• [Document excerpt]
The conversations that took place at the Bread Loaf meeting about advising suggested (as is often the case) that faculty do not speak with one voice on this issue. Some faculty see no problems with advising as it is: Students seek advice and counsel on a whole range of topics from a wide variety of sources on campus. They talk with their faculty advisors, with other faculty members, with Heads of Commons and Commons Deans, with staff members in many different offices at the College, with their fellow students, with their parents . . . . in other words, students have access to lots of advisors, formal and informal, and they make use of them as they see fit. Students get their needs met, and a faculty advisor is and should be only one source of guidance that students may tap.

Other faculty colleagues take a somewhat different perspective. They are concerned about the changes that have taken place in the nature of faculty/student interactions over the years. Gone are the days of “All College Meeting Night,” a night when faculty in each department and program gathered together with their majors to talk about curricular and staffing developments that were of interest to students. Juniors and seniors no longer need an ‘alternate PIN’ in order to register for classes, which allows them to forego meeting with their advisors before registration. Students regularly pose questions of faculty members via email, eliminating the opportunity for the kind of serendipitous advising that often occurred after a student’s initial question had been asked and answered.

• [Data segment]
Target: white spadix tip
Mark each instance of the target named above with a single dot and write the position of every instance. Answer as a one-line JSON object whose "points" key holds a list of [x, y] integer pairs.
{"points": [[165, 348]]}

• [Stated exercise 1]
Answer these questions about the text on faculty advising, using only what it states:
(a) Where did the conversations about advising take place?
(b) What happened on "All College Meeting Night"?
(c) By what means do students now regularly pose questions of faculty members?
• [Stated exercise 2]
Please write out everything in the text on faculty advising from "The conversations that" down to "students may tap.".
• [Stated exercise 3]
Carry the text on faculty advising forward from the point where it stops.

• [Task output 1]
(a) At the Bread Loaf meeting.
(b) Faculty in each department and program gathered with their majors to talk about curricular and staffing developments of interest to students.
(c) Via email.

• [Task output 2]
The conversations that took place at the Bread Loaf meeting about advising suggested (as is often the case) that faculty do not speak with one voice on this issue. Some faculty see no problems with advising as it is: Students seek advice and counsel on a whole range of topics from a wide variety of sources on campus. They talk with their faculty advisors, with other faculty members, with Heads of Commons and Commons Deans, with staff members in many different offices at the College, with their fellow students, with their parents . . . . in other words, students have access to lots of advisors, formal and informal, and they make use of them as they see fit. Students get their needs met, and a faculty advisor is and should be only one source of guidance that students may tap.

• [Task output 3]
Inevitably, there is truth in both of these perspectives. Students regularly take advantage of the resources available to form important relationships with faculty mentors and others who can and do offer helpful advice. At the same time, there seem to be fewer mandated opportunities for faculty/student meetings dedicated specifically to advising than in the past. So should we be concerned? In order to answer this question, we need to know what students believe about the state of advising at Middlebury. What advising needs go unmet? Where do we fall short? Recognizing that there is enormous variability in the kinds of advice and mentoring that students need and want, what can we as an institution do to facilitate good advising?

Comments welcome.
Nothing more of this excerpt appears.